*PASSAGE SHOWN*:
Friends of Kinangop Plateau Update: Dec 2011

One of the most rewarding conservation initiatives I’ve been involved with in recent years is supporting the efforts of members of the Friends of Kinangop Plateau to halt the conversion of natural grasslands around Nairobi (Kenya) – home to the rapidly-declining Sharpe’s Longclaw – into cropland. I’ve posted many times about the project and the work I did on visits to Kinangop Plateau over the last few years, and have created a ‘gateway page’ which explains the project, looks at the participants, and goes into more detail about the very real threats to the beautiful Sharpe’s Longclaw: please go to http://www.talking-naturally.co.uk/fokp/

 

FRIENDS OF KINANGOP PLATEAU: 1ST QUARTER REPORT
prepared by BAKARI SAMUEL

 

INTRODUCTION
The Friends of Kinangop Plateau (FOKP) for Biodiversity conservation is a CBO in the wider Nyandarua in Central Kenya, but with active group and offices in Kinangop District at Njabini ATC and Nyandarua South at Murungaru Community Learning Center. FOKP is a site support group (SSG) supporting Important Biodiversity Area (IBA) number 4, the Kinangop Highland Grassland that neighbors IBA number 1, the Aberdare Forest.

*REQUIREMENTS*:
1. In the Kinangop Plateau update, which Important Biodiversity Area does FOKP support as a site support group?
2. Report how many lines of the records contain the string "overhead". Give only the number.

Point labeling dataset excerpts
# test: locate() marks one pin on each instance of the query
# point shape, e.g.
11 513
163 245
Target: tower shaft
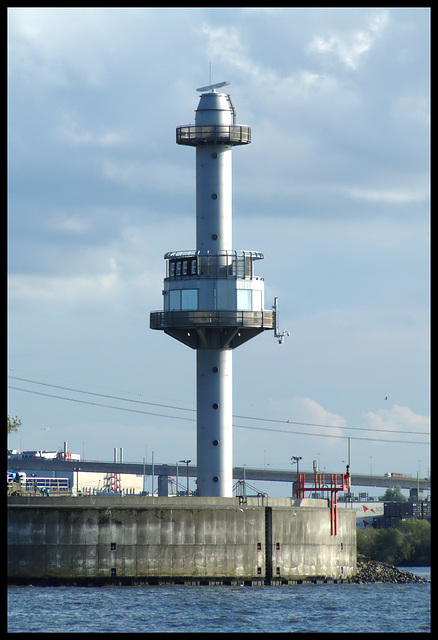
213 301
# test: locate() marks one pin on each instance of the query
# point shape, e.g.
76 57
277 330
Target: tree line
405 545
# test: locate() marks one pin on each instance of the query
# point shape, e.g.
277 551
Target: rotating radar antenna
213 87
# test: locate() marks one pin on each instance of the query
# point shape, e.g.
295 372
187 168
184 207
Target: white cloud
349 48
74 135
397 417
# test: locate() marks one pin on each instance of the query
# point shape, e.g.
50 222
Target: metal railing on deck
193 135
164 319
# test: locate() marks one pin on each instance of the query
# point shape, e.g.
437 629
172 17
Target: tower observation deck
213 301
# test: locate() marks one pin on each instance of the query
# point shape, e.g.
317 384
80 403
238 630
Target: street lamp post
293 460
187 463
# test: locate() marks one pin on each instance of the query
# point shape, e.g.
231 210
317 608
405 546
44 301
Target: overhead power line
168 406
276 430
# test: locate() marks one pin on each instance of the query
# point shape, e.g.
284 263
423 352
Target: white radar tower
212 299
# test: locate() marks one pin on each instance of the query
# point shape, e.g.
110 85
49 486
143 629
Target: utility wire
166 406
238 426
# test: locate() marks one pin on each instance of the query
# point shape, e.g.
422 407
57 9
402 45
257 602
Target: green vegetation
406 545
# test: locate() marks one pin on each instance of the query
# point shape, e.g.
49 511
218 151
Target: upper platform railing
194 135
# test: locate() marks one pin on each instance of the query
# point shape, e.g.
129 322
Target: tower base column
214 391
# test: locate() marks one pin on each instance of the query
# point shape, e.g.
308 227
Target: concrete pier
145 540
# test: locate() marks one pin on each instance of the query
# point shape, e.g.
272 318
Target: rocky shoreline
372 571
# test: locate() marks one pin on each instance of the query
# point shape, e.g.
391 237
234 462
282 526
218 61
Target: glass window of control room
244 299
189 299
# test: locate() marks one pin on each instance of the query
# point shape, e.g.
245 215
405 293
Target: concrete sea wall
202 540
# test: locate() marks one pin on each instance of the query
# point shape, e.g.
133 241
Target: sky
334 190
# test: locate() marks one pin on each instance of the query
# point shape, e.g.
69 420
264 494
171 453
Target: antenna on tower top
212 87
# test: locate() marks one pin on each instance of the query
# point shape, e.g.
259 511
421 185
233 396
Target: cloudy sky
334 190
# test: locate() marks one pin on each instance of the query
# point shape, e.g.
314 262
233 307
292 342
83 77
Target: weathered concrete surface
64 539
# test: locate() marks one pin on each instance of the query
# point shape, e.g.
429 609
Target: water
323 608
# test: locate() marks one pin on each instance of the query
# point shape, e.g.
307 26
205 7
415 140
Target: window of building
244 299
189 299
175 300
256 300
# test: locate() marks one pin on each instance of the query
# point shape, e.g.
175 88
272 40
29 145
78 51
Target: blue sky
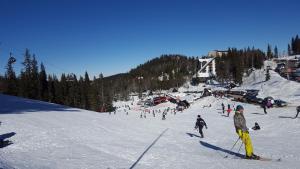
114 36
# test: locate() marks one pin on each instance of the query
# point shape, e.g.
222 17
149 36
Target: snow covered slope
57 137
277 87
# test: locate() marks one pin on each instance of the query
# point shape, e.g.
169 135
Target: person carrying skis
243 133
223 108
298 110
200 123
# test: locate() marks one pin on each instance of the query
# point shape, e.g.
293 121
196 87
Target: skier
223 108
256 126
264 106
164 116
228 111
200 123
298 110
243 133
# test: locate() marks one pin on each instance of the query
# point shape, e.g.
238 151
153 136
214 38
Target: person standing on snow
298 110
243 133
200 123
223 108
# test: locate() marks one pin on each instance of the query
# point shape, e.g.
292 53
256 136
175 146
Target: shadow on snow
17 105
3 142
192 135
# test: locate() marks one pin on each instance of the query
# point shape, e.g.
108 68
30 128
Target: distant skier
223 108
228 112
243 133
200 123
264 106
298 110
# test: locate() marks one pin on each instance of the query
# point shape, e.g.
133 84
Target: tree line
95 94
34 83
98 94
294 46
232 66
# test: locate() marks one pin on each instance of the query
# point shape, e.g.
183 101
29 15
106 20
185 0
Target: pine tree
289 50
34 78
268 76
25 80
51 87
269 52
43 84
86 94
10 78
275 52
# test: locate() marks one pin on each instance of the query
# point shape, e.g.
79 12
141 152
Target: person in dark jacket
200 123
242 131
264 106
223 108
298 110
256 126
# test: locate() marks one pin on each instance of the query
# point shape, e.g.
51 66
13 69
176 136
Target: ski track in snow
67 138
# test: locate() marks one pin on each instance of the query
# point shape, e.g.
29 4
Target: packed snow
58 137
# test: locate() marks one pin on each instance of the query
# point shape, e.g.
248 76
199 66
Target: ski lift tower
208 65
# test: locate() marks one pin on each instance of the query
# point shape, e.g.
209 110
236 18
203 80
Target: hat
239 107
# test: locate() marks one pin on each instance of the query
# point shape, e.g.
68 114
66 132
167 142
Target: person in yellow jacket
243 133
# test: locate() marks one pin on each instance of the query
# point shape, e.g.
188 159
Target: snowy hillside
57 137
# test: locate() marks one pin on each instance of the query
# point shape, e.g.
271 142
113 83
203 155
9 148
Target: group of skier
240 128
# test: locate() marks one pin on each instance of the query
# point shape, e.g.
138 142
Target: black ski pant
265 111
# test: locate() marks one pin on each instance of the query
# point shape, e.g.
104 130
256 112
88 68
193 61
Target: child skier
223 108
200 123
298 110
243 133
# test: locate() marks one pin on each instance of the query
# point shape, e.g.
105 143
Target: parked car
158 100
280 103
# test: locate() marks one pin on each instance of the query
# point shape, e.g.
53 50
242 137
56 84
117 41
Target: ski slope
57 137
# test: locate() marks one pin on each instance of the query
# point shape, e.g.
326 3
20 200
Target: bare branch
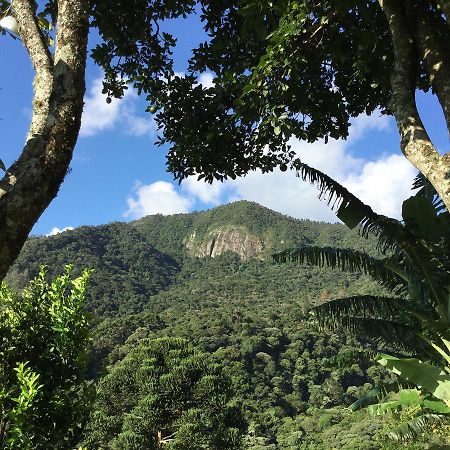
433 40
41 59
415 142
34 179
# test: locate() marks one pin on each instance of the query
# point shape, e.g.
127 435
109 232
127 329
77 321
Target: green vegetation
165 393
294 382
44 395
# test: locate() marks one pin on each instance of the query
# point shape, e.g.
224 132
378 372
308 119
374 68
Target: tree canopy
282 69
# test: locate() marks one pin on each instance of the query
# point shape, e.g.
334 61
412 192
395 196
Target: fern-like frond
347 260
414 427
427 190
363 307
351 210
396 337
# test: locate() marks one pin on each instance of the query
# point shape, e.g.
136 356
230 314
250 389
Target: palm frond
363 307
379 319
427 190
414 427
347 260
351 210
396 337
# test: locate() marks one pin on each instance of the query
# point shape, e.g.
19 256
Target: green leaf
436 406
419 214
423 375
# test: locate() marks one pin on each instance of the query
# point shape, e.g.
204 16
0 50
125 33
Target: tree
44 397
282 69
415 319
165 394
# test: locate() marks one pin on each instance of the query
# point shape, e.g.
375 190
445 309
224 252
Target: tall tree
282 68
165 394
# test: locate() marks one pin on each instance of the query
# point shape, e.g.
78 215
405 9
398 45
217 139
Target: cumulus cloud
56 230
99 116
205 192
156 198
382 183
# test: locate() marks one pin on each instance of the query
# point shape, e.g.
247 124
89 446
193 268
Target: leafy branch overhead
281 69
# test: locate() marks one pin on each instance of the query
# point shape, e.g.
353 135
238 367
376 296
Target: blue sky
117 173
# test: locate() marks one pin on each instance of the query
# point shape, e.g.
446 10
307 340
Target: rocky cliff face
223 239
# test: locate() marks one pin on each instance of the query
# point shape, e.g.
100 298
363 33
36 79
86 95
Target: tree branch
433 41
415 143
445 8
33 181
41 59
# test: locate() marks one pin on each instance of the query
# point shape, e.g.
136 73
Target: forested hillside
251 315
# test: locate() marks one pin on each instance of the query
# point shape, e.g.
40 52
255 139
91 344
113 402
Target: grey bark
33 181
415 143
433 42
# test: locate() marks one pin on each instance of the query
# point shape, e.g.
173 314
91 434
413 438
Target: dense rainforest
207 281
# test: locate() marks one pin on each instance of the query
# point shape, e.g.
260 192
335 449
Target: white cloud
156 198
56 230
207 193
99 116
383 183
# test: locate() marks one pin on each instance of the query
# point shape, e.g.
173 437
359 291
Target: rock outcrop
223 239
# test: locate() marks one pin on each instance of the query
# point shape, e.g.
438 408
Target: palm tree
414 269
413 322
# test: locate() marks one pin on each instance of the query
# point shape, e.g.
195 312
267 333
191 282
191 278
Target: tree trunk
415 143
33 181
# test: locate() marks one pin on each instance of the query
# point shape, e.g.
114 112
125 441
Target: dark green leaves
419 215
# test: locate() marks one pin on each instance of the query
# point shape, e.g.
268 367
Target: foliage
43 336
252 315
165 393
416 317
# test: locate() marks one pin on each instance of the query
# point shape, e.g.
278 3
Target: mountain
209 277
137 263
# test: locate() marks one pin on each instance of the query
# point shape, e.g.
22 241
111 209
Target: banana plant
414 321
414 269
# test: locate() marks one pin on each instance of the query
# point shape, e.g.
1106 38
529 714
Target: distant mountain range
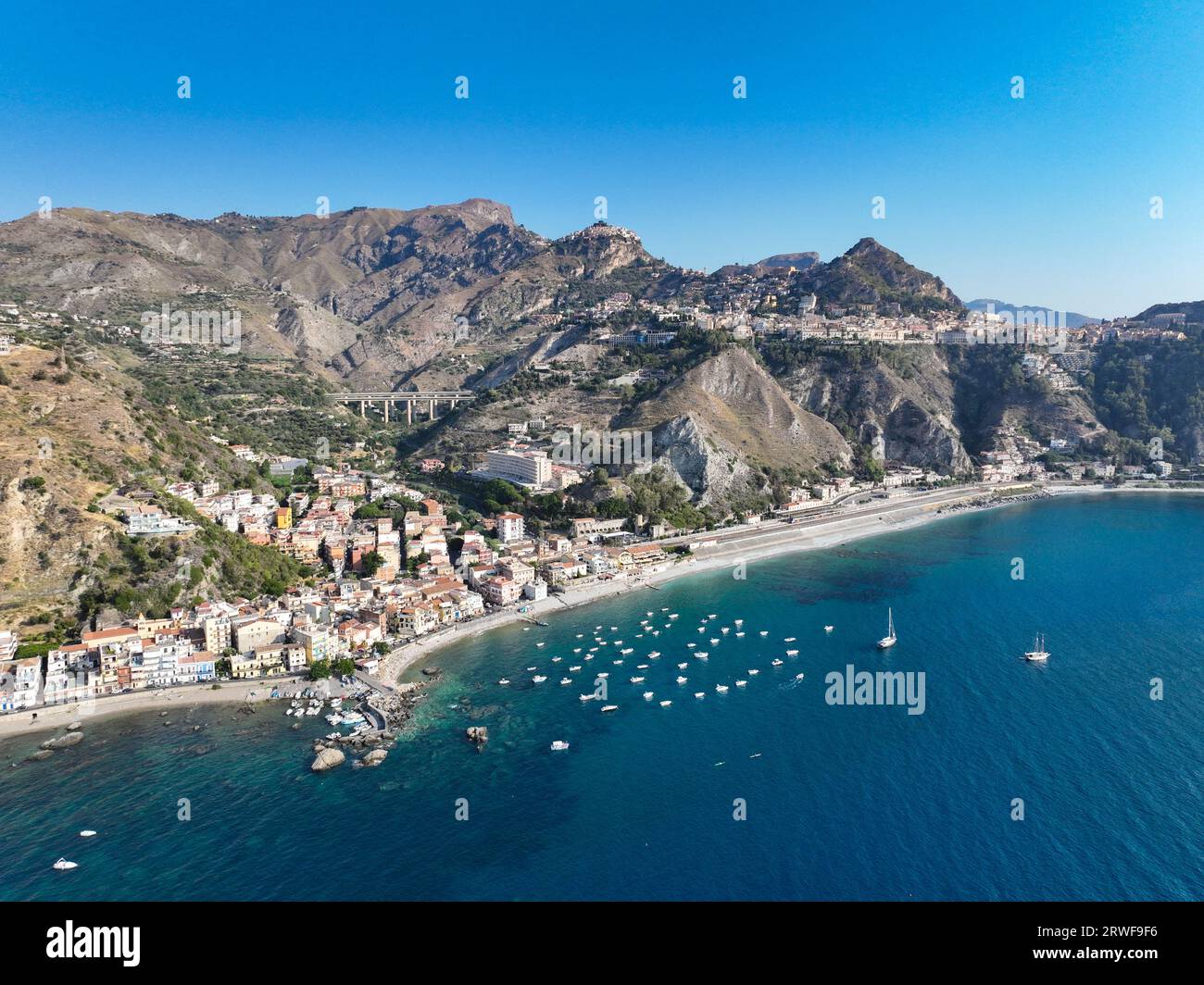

*ANSWER LIST*:
1. IBA number 4, the Kinangop Highland Grassland.

2. 2